▶ WHAT IS NEEDED: Pictures aside, write out the data exactly as it reads.

........

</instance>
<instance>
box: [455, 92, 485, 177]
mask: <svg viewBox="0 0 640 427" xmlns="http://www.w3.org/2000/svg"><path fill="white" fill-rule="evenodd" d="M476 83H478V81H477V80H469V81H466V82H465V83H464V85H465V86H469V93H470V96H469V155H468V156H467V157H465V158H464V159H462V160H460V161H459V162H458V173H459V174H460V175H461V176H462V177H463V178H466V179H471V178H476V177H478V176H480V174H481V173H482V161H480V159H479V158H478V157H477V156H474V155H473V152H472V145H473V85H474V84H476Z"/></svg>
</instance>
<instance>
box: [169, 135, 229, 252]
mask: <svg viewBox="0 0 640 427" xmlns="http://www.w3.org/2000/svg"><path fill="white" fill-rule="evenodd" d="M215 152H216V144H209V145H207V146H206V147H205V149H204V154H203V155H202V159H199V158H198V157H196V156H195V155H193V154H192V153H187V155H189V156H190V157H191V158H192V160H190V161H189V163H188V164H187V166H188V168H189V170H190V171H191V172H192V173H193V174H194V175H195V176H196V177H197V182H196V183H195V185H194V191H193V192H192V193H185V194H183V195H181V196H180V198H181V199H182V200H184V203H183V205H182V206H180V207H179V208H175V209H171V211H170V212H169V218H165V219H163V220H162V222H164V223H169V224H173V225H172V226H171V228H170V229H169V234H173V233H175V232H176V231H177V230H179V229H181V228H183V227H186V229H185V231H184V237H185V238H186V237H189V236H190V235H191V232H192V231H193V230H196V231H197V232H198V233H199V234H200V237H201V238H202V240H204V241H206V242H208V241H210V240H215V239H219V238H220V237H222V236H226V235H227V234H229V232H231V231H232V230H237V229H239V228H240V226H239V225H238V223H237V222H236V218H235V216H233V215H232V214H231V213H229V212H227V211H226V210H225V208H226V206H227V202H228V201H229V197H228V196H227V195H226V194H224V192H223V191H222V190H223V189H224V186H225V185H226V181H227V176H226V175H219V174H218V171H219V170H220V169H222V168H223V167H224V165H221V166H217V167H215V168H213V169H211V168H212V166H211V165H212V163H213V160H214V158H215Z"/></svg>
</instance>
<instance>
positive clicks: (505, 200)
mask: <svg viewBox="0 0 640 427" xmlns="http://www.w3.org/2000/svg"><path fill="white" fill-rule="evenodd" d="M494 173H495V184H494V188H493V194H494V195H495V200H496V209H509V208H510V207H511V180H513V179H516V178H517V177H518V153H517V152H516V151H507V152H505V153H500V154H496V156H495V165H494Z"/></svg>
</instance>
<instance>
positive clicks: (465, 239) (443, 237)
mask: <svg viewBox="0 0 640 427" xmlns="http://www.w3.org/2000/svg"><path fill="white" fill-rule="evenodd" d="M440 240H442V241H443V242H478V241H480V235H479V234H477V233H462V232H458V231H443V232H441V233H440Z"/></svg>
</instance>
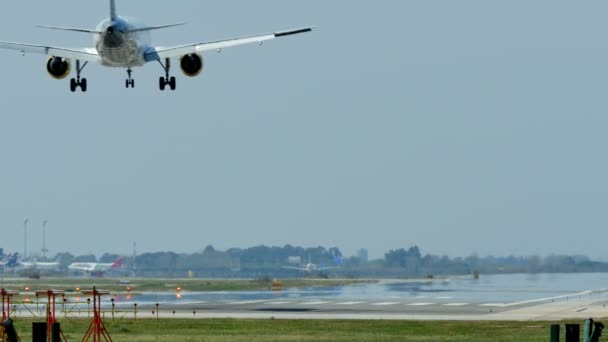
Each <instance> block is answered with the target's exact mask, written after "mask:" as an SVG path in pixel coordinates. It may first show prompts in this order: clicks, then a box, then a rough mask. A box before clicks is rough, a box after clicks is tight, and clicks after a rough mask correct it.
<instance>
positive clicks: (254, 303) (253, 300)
mask: <svg viewBox="0 0 608 342" xmlns="http://www.w3.org/2000/svg"><path fill="white" fill-rule="evenodd" d="M262 302H265V300H241V301H237V302H228V303H226V304H228V305H247V304H256V303H262Z"/></svg>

........

▶ OUTPUT OF THE EXERCISE:
</instance>
<instance>
box: [455, 92, 485, 177]
mask: <svg viewBox="0 0 640 427" xmlns="http://www.w3.org/2000/svg"><path fill="white" fill-rule="evenodd" d="M476 83H478V81H477V80H469V81H466V82H465V83H464V85H465V86H469V93H470V96H469V155H468V156H467V157H465V158H464V159H462V160H460V161H459V162H458V173H459V174H460V175H461V176H462V177H463V178H466V179H471V178H476V177H478V176H480V174H481V173H482V161H480V159H479V158H478V157H477V156H474V155H473V152H472V145H473V85H474V84H476Z"/></svg>
</instance>
<instance>
box: [169, 135, 229, 252]
mask: <svg viewBox="0 0 640 427" xmlns="http://www.w3.org/2000/svg"><path fill="white" fill-rule="evenodd" d="M215 152H216V144H209V145H207V146H206V147H205V149H204V154H203V155H202V159H199V158H198V157H196V156H195V155H193V154H192V153H187V155H189V156H190V157H191V158H192V160H190V161H189V163H188V164H187V166H188V168H189V170H190V171H191V172H192V173H193V174H194V175H195V176H196V177H197V182H196V183H195V185H194V191H193V192H192V193H185V194H183V195H181V196H180V198H181V199H182V200H184V203H183V205H182V206H180V207H179V208H175V209H171V211H170V212H169V218H165V219H163V220H162V222H164V223H169V224H173V225H172V226H171V228H170V229H169V234H173V233H175V232H176V231H177V230H179V229H181V228H183V227H186V229H185V231H184V237H185V238H186V237H189V236H190V235H191V232H192V231H193V230H196V231H197V232H198V233H199V234H200V237H201V238H202V240H204V241H206V242H208V241H210V240H215V239H219V238H220V237H222V236H226V235H227V234H229V232H231V231H232V230H237V229H239V228H240V226H239V225H238V223H237V222H236V218H235V216H233V215H232V214H231V213H229V212H227V211H226V210H225V208H226V206H227V202H228V201H229V197H228V196H227V195H226V194H224V192H223V191H222V190H223V189H224V186H225V185H226V181H227V176H226V175H219V174H218V171H219V170H220V169H222V168H223V167H224V165H221V166H217V167H215V168H213V169H211V168H212V166H211V165H212V163H213V160H214V158H215Z"/></svg>
</instance>
<instance>
positive clicks: (505, 200)
mask: <svg viewBox="0 0 640 427" xmlns="http://www.w3.org/2000/svg"><path fill="white" fill-rule="evenodd" d="M494 173H495V184H494V188H493V194H494V195H495V200H496V209H509V208H510V207H511V180H513V179H516V178H517V177H518V153H517V152H516V151H507V152H505V153H500V154H496V156H495V165H494Z"/></svg>
</instance>
<instance>
positive clicks: (465, 239) (443, 237)
mask: <svg viewBox="0 0 640 427" xmlns="http://www.w3.org/2000/svg"><path fill="white" fill-rule="evenodd" d="M440 240H442V241H443V242H478V241H480V235H479V234H477V233H462V232H458V231H443V232H441V233H440Z"/></svg>
</instance>
Each <instance> block is answered with the target's exact mask, written after "mask:" as an SVG path in pixel coordinates. It may first show prompts in this order: clicks, then a box, then a rough mask. A box before clicks is rough, a box after clicks is tight, and clicks after a rough mask correct it.
<instance>
positive clicks: (254, 303) (253, 300)
mask: <svg viewBox="0 0 608 342" xmlns="http://www.w3.org/2000/svg"><path fill="white" fill-rule="evenodd" d="M262 302H265V300H241V301H237V302H228V303H226V304H228V305H247V304H256V303H262Z"/></svg>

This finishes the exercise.